» **Registros de dados salvos**:
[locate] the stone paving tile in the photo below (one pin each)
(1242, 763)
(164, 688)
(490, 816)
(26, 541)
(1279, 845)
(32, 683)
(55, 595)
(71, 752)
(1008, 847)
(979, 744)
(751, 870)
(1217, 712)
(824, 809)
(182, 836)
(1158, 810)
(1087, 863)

» **Enunciado da tarefa**: Reproduza, por favor, a listagem acima na íntegra, sem alterar nenhuma linha.

» **Resposta da tarefa**:
[locate] the stone paving tile in the photo below (one pin each)
(1242, 763)
(164, 688)
(490, 816)
(26, 541)
(1279, 845)
(32, 683)
(55, 595)
(71, 752)
(1008, 847)
(979, 744)
(751, 870)
(1217, 712)
(824, 809)
(182, 836)
(1158, 810)
(1087, 863)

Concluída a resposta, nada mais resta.